▶ **WORK REQUEST**
The line containing "In this exercise you will locate the wooden chair" marks where to begin. Write out that line and every line after it exactly, through the last line below.

Saved data entries:
*** Block opens ***

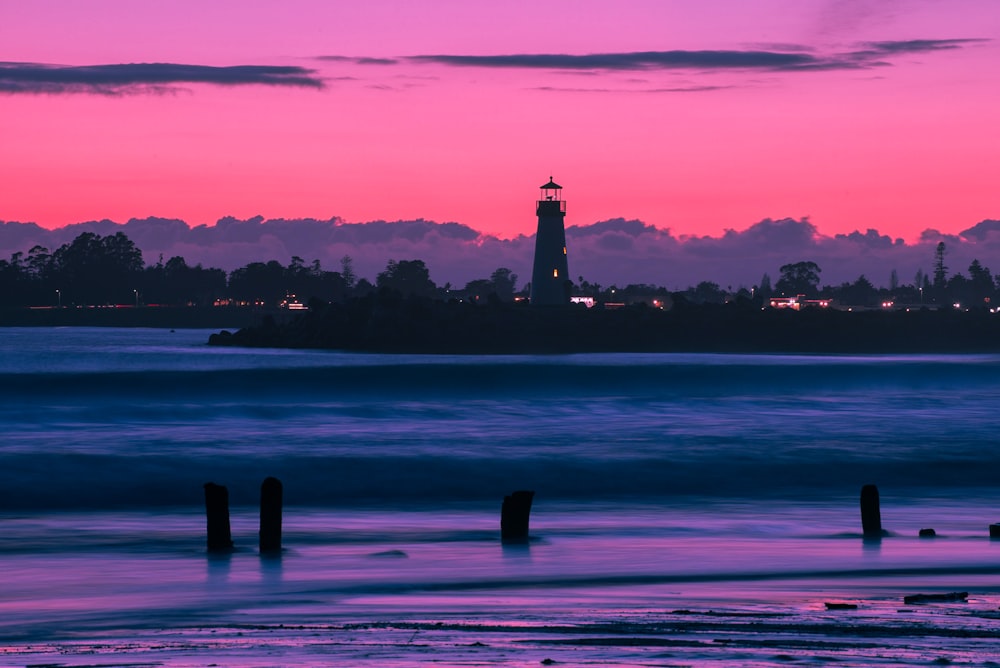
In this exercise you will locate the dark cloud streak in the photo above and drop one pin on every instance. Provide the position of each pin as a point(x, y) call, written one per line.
point(871, 54)
point(133, 78)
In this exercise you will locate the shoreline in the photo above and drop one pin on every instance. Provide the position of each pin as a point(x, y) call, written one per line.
point(163, 317)
point(390, 324)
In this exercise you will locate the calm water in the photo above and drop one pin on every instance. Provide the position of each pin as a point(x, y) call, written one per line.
point(677, 497)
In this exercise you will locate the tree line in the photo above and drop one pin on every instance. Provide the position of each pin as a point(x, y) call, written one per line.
point(96, 270)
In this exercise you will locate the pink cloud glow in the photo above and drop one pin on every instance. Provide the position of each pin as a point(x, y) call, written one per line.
point(903, 142)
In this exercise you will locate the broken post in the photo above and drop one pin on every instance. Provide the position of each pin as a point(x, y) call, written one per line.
point(270, 515)
point(217, 511)
point(514, 516)
point(871, 515)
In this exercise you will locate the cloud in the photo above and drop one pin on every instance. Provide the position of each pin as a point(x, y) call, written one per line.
point(615, 251)
point(642, 60)
point(922, 45)
point(135, 78)
point(677, 89)
point(359, 60)
point(790, 59)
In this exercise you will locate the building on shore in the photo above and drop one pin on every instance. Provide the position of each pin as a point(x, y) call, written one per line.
point(550, 282)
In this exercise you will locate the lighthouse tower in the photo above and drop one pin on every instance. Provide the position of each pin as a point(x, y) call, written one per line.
point(550, 283)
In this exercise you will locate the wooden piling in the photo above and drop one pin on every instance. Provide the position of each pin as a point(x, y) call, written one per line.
point(270, 516)
point(514, 516)
point(871, 514)
point(217, 512)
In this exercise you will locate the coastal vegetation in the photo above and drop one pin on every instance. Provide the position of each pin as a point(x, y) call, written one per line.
point(304, 305)
point(95, 270)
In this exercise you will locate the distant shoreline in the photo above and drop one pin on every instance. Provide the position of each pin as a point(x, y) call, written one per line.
point(390, 324)
point(168, 317)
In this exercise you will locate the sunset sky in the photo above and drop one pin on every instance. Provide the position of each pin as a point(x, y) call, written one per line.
point(695, 117)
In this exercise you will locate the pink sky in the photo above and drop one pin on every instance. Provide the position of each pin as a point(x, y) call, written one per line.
point(887, 120)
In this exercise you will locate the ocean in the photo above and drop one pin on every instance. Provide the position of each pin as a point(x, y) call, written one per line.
point(690, 509)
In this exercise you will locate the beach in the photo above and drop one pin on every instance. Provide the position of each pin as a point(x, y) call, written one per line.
point(689, 510)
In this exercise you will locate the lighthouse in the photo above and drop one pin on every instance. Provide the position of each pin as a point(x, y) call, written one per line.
point(550, 284)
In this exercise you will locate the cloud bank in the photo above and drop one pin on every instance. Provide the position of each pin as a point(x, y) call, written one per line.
point(133, 78)
point(868, 55)
point(616, 251)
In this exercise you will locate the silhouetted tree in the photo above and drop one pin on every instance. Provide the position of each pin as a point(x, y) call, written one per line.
point(347, 271)
point(504, 283)
point(97, 270)
point(409, 277)
point(799, 278)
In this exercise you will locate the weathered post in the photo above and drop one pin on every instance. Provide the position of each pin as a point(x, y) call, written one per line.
point(270, 516)
point(217, 511)
point(871, 514)
point(514, 515)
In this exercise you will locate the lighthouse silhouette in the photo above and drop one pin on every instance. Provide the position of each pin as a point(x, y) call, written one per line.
point(550, 284)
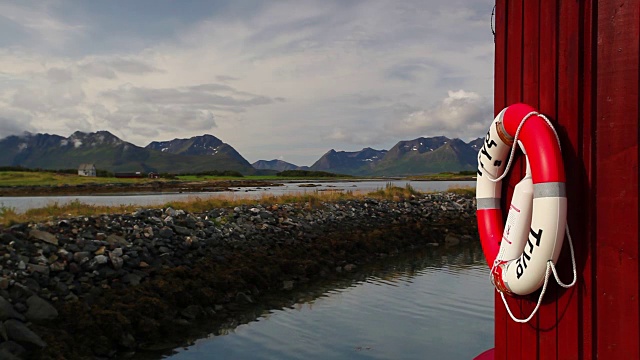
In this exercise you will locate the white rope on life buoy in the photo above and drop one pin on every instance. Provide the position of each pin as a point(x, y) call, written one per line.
point(509, 259)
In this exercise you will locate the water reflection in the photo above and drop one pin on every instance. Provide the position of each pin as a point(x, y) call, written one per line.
point(433, 303)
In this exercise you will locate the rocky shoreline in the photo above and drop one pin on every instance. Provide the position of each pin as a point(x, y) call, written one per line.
point(113, 285)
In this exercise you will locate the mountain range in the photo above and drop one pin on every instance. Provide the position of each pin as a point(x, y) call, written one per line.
point(106, 151)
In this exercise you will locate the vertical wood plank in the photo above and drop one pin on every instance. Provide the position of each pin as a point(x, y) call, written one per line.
point(617, 180)
point(530, 95)
point(584, 236)
point(569, 87)
point(500, 102)
point(547, 337)
point(514, 345)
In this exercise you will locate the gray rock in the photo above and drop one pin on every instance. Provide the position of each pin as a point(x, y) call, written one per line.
point(40, 310)
point(116, 240)
point(8, 312)
point(451, 240)
point(20, 333)
point(12, 350)
point(43, 236)
point(6, 355)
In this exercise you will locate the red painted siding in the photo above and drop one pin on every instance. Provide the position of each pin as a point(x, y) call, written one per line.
point(577, 62)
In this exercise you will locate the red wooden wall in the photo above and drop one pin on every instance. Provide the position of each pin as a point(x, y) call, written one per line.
point(577, 62)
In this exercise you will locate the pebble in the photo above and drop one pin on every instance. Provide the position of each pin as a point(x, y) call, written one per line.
point(77, 258)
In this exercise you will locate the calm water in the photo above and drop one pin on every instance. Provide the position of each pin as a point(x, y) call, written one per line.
point(21, 204)
point(434, 304)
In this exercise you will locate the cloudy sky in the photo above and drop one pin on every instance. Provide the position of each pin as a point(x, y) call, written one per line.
point(275, 79)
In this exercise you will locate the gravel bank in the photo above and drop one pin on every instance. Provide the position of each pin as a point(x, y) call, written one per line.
point(108, 286)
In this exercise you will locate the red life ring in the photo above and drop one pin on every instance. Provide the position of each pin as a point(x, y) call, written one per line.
point(518, 253)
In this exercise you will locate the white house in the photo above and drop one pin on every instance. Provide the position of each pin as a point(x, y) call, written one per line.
point(87, 170)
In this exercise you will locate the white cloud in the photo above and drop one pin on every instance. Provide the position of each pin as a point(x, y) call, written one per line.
point(461, 114)
point(275, 78)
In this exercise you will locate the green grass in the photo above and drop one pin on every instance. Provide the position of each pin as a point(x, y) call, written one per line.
point(18, 178)
point(8, 216)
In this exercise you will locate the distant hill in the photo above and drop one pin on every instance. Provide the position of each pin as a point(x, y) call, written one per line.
point(207, 153)
point(277, 165)
point(110, 153)
point(411, 157)
point(349, 163)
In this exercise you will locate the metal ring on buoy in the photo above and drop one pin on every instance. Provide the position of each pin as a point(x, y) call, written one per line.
point(518, 252)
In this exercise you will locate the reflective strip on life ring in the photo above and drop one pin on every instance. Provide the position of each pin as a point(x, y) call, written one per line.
point(525, 273)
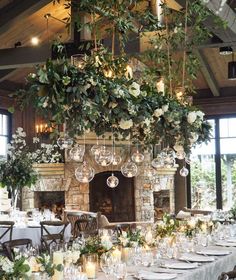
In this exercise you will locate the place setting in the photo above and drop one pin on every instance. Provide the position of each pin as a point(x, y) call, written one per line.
point(117, 140)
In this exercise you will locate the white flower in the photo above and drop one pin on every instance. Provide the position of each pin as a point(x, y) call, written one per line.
point(194, 137)
point(179, 148)
point(113, 105)
point(36, 140)
point(158, 112)
point(192, 116)
point(165, 107)
point(134, 89)
point(200, 114)
point(125, 124)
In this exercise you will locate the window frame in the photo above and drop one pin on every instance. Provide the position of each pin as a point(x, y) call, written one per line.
point(9, 123)
point(218, 180)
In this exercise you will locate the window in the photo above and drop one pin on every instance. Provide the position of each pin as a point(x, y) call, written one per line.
point(212, 182)
point(4, 132)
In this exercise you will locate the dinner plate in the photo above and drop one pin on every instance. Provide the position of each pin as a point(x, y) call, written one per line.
point(156, 276)
point(226, 244)
point(179, 265)
point(196, 258)
point(213, 252)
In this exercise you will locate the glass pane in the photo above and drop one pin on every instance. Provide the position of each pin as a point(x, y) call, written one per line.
point(228, 127)
point(228, 172)
point(4, 125)
point(212, 122)
point(203, 184)
point(3, 146)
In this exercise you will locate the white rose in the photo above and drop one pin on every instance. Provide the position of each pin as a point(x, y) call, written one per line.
point(134, 89)
point(200, 114)
point(158, 112)
point(194, 137)
point(125, 124)
point(165, 107)
point(192, 116)
point(179, 148)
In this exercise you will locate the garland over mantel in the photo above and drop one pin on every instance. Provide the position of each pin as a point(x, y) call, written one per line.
point(90, 99)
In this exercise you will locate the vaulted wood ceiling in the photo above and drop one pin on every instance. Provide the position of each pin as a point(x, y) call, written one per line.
point(24, 19)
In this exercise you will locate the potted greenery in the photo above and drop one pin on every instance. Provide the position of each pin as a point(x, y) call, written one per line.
point(16, 171)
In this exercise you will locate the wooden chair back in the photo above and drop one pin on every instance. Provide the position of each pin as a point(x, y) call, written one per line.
point(6, 229)
point(10, 245)
point(48, 237)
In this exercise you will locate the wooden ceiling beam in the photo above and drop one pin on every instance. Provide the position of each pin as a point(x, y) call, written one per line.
point(6, 73)
point(24, 56)
point(18, 9)
point(207, 73)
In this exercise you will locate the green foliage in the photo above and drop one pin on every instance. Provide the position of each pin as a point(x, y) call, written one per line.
point(16, 171)
point(47, 265)
point(19, 269)
point(87, 100)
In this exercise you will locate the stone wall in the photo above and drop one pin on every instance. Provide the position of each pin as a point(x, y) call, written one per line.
point(77, 194)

*** Block closes ***

▶ **SOLVED EXERCISE**
In this exercise you will locate the wooden chair back in the photo above and drop one pin on every instance. Provide the position of each pin as a point(x, y) call, written one per line.
point(6, 229)
point(10, 245)
point(48, 237)
In this exercise you will locate the wooden ceiling beam in the photo above and drop one pin on every instance. Provide the position of each pin as a point(x, y) call, written one per line.
point(6, 73)
point(24, 56)
point(18, 9)
point(207, 73)
In this exercise you will locate the green foliage in the photo above and drop one pin on every instance. Provide the position of each pin as a point(x, y) call, written one per line.
point(16, 171)
point(47, 265)
point(19, 269)
point(87, 100)
In this exercise you will locate the stone wall in the photo above and drop one pin on every instance. Provide the position of each pin as a point(x, y) call, written one per line.
point(77, 194)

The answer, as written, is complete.